Testo di partenza ->
▽

Il suo insegnante di terza elementare aveva scritto: “La morte di sua madre è stata dura per lui e tenta di fare del suo meglio, ma suo padre non mostra molto interesse e, se non verranno presi i giusti provvedimenti, il suo contesto famigliare presto lo influenzerà”.

Infine, l’insegnante del quarto anno aveva scritto: “Teddy si è rinchiuso in se stesso e non mostra più interesse per la scuola. Non ha amici e qualche volta dorme in classe”.

Da quel momento Mrs. Thompson si rese conto del problema e si vergognò. Si senti anche peggio quando gli studenti le portarono i regali di Natale, tutti avvolti in bellissimi nastri e carte lucide, eccetto quello di Teddy. Il suo regalo era maldestramente avvolto in una pesante carta marrone che aveva ricavato da una busta della drogheria. Per Mrs Thompson fu penoso aprirlo insieme agli altri regali. Alcuni bambini cominciarono a ridere quando l’insegnante trovò un braccialetto di cristallo di rocca con alcune pietre mancanti, e una bottiglia piena di profumo solo per un quarto. I bambini smisero di ridere quando lei esclamò quanto fosse bello il braccialetto, lo indossò e si picchettò il profumo sul polso. Teddy quel giorno rimase un po’ di tempo in più dopo l’orario di lezione solo per dire a Mrs Thompson “Oggi avete il profumo che metteva mia mamma.”

△

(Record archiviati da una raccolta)

▽

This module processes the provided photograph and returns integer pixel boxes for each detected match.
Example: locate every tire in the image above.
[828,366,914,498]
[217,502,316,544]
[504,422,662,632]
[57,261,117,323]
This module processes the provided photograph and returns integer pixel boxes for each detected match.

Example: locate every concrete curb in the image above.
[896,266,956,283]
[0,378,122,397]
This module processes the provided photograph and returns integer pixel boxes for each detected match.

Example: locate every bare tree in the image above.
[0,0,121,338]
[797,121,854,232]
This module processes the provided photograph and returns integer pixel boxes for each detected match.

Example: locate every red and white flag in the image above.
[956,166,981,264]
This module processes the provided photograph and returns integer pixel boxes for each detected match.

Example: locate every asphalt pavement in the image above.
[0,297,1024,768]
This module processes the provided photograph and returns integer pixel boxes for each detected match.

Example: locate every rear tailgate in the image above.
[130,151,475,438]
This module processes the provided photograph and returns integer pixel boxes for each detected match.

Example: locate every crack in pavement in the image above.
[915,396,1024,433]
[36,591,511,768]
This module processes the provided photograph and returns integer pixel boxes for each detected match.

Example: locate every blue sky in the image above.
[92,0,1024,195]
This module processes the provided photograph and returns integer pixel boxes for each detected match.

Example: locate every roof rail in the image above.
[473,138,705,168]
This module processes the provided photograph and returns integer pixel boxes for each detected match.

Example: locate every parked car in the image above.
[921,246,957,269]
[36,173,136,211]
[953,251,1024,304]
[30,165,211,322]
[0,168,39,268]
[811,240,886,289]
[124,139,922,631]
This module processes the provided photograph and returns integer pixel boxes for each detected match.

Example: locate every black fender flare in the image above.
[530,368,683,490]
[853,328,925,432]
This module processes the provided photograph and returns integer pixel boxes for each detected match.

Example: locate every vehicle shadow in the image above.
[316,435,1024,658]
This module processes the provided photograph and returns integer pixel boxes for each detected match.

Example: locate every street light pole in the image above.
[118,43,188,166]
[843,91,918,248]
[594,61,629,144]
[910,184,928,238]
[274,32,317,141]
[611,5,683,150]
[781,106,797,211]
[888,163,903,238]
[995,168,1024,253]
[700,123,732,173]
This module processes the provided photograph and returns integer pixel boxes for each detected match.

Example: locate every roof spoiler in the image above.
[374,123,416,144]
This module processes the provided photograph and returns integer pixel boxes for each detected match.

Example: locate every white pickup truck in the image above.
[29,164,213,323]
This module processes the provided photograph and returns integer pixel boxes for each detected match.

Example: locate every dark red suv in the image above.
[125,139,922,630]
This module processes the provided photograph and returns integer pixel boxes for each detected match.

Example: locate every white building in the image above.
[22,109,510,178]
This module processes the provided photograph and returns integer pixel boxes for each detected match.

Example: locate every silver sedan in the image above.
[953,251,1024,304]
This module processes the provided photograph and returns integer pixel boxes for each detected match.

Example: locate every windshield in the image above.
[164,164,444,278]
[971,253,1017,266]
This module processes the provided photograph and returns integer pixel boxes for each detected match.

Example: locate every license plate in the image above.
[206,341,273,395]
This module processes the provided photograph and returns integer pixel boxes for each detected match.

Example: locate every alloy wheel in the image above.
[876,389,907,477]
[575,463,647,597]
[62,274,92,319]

△
▽

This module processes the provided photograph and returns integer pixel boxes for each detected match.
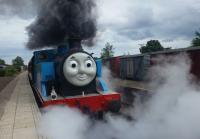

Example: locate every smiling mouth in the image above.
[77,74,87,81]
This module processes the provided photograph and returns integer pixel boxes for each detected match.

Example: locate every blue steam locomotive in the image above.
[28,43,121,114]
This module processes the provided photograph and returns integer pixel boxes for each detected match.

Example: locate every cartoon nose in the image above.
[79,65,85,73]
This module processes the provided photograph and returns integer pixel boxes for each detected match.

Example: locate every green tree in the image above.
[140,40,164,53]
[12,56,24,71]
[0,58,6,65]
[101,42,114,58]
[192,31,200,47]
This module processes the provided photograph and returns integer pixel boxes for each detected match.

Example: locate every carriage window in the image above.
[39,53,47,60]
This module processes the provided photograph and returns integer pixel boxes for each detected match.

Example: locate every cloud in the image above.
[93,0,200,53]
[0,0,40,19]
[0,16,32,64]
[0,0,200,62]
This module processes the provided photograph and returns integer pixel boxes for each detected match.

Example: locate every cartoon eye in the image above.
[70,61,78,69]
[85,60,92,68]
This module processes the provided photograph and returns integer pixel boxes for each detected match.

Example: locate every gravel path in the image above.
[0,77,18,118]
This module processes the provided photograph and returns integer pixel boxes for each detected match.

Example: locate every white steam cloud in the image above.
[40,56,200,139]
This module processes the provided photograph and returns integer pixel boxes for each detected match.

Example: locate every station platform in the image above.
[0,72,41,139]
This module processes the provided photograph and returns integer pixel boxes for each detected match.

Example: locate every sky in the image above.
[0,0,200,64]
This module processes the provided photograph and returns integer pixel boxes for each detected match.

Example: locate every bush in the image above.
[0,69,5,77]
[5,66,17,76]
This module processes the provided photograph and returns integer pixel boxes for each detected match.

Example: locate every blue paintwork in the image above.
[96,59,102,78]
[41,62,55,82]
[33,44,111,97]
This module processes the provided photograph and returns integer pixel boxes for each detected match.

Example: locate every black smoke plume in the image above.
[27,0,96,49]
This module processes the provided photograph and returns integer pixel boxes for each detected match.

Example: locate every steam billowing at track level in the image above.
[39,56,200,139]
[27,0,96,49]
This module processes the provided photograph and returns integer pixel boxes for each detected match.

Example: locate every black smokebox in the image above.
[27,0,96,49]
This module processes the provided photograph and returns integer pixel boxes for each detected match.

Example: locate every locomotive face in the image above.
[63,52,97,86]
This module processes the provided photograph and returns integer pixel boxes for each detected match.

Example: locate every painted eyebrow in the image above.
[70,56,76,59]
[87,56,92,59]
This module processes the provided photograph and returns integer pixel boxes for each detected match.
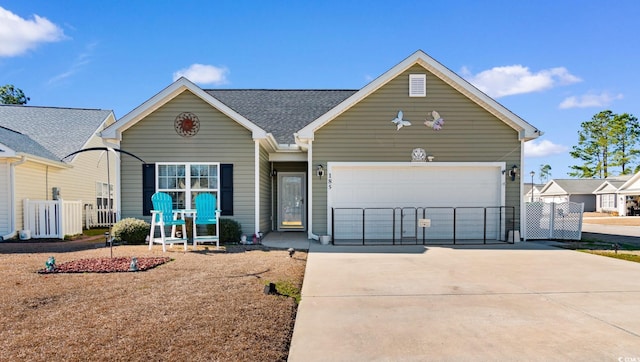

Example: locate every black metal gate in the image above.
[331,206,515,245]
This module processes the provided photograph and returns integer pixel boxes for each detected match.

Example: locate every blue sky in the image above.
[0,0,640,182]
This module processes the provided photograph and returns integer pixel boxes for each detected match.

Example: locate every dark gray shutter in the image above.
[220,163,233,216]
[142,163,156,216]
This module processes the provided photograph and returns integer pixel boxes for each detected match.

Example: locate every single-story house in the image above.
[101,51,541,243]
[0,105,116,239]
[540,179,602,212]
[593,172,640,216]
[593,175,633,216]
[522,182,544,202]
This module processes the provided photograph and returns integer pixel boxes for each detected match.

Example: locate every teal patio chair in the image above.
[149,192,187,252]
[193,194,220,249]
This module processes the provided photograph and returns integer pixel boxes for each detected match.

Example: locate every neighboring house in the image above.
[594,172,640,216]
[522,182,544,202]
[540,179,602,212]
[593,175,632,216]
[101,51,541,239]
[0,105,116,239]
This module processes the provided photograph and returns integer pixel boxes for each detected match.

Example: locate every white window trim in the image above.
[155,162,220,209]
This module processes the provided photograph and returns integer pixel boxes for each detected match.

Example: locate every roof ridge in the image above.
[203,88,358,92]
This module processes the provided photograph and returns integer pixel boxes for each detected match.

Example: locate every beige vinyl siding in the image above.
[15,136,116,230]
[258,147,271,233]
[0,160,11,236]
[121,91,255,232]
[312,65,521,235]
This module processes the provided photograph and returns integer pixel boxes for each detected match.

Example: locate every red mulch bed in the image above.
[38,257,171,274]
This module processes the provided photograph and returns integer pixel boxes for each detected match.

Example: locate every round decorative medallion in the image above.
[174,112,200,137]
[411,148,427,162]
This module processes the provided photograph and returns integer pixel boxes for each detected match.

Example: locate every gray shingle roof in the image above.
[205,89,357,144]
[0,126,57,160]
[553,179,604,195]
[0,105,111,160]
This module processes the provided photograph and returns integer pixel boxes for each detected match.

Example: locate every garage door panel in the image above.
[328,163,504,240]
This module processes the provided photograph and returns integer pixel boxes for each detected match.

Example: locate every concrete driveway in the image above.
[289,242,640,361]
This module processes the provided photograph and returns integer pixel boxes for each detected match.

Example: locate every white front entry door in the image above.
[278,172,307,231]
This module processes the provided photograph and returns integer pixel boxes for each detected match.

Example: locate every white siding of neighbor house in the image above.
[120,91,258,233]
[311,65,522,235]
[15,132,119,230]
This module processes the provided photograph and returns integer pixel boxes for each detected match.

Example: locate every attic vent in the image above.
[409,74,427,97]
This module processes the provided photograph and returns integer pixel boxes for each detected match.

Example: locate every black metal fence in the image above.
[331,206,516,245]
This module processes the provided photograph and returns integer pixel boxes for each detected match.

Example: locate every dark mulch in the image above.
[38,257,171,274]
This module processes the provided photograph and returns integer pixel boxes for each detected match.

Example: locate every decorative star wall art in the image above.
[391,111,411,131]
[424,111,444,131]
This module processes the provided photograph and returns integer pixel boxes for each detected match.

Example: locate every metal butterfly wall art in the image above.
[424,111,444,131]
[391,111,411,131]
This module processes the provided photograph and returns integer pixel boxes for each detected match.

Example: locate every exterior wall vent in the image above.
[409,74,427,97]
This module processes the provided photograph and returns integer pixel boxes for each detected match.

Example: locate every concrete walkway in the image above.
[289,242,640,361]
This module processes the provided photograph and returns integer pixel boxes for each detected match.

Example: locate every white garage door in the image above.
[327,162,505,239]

△
▽

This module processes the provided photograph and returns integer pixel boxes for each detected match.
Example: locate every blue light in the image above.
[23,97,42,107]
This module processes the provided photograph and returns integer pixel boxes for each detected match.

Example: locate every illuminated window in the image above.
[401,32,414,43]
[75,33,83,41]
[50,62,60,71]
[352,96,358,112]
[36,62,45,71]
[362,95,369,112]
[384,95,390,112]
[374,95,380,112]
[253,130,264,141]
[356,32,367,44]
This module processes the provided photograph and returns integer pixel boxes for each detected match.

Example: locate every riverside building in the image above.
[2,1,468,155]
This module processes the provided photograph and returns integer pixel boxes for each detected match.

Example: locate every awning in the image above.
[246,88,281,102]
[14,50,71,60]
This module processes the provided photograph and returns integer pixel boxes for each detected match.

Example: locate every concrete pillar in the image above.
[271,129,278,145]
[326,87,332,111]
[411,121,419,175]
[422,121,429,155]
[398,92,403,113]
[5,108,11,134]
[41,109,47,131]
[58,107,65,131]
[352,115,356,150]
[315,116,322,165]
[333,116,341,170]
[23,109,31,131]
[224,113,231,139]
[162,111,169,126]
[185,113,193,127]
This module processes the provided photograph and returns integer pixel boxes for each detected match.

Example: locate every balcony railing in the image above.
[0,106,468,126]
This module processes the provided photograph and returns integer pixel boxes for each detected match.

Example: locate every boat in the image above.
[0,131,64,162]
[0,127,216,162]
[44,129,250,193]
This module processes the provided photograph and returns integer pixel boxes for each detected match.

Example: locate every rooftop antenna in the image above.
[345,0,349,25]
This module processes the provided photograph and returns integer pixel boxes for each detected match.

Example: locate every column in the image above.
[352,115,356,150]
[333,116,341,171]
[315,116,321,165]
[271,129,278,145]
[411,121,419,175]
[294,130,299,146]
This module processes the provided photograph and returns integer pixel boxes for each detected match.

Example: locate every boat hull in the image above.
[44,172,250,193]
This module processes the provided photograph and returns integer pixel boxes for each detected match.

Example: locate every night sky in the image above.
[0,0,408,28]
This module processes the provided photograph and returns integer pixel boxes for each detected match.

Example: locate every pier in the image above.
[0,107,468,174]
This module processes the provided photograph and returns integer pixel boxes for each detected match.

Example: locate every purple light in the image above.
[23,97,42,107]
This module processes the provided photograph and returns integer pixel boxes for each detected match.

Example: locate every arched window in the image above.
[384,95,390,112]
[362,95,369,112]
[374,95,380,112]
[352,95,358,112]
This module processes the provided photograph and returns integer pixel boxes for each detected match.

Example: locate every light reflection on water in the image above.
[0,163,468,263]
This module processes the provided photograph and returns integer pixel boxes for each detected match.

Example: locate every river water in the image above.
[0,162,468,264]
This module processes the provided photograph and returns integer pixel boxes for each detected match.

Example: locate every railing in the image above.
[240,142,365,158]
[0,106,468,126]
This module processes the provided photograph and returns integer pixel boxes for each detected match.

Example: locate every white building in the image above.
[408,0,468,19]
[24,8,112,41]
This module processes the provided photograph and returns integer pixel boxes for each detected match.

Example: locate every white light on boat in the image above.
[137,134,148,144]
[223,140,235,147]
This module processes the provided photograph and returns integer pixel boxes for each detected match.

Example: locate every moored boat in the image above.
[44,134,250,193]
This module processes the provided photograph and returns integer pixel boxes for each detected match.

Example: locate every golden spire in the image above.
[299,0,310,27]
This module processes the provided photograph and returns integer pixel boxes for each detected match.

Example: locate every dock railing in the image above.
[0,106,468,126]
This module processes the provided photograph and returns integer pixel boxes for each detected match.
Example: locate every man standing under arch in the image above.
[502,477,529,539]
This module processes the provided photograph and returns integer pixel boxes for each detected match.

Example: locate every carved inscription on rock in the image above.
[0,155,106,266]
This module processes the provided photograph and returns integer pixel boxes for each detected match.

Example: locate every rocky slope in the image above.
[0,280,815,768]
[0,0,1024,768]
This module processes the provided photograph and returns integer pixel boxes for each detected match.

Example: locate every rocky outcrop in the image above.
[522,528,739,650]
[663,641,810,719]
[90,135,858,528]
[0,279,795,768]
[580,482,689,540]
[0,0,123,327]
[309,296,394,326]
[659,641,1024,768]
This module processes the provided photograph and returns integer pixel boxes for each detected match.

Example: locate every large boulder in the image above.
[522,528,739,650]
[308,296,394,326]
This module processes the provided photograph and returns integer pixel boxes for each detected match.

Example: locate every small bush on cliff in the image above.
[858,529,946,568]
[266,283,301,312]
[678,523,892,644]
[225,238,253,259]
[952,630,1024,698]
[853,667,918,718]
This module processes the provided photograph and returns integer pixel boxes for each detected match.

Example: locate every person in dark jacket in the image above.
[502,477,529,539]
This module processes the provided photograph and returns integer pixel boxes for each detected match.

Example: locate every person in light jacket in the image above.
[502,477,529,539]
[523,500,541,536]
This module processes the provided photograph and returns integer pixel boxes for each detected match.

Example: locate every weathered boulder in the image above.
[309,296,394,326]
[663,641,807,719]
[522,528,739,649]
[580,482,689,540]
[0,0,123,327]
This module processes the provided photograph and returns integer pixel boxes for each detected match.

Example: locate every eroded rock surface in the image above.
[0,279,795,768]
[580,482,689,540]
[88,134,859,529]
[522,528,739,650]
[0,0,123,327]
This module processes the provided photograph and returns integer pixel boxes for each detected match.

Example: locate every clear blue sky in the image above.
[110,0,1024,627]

△

Consegna -> Trascrivi per intero e senza alcuna modifica il testo su Teddy e la sua insegnante.

Soluzione ->
Il suo insegnante di terza elementare aveva scritto: “La morte di sua madre è stata dura per lui e tenta di fare del suo meglio, ma suo padre non mostra molto interesse e, se non verranno presi i giusti provvedimenti, il suo contesto famigliare presto lo influenzerà”.

Infine, l’insegnante del quarto anno aveva scritto: “Teddy si è rinchiuso in se stesso e non mostra più interesse per la scuola. Non ha amici e qualche volta dorme in classe”.

Da quel momento Mrs. Thompson si rese conto del problema e si vergognò. Si senti anche peggio quando gli studenti le portarono i regali di Natale, tutti avvolti in bellissimi nastri e carte lucide, eccetto quello di Teddy. Il suo regalo era maldestramente avvolto in una pesante carta marrone che aveva ricavato da una busta della drogheria. Per Mrs Thompson fu penoso aprirlo insieme agli altri regali. Alcuni bambini cominciarono a ridere quando l’insegnante trovò un braccialetto di cristallo di rocca con alcune pietre mancanti, e una bottiglia piena di profumo solo per un quarto. I bambini smisero di ridere quando lei esclamò quanto fosse bello il braccialetto, lo indossò e si picchettò il profumo sul polso. Teddy quel giorno rimase un po’ di tempo in più dopo l’orario di lezione solo per dire a Mrs Thompson “Oggi avete il profumo che metteva mia mamma.”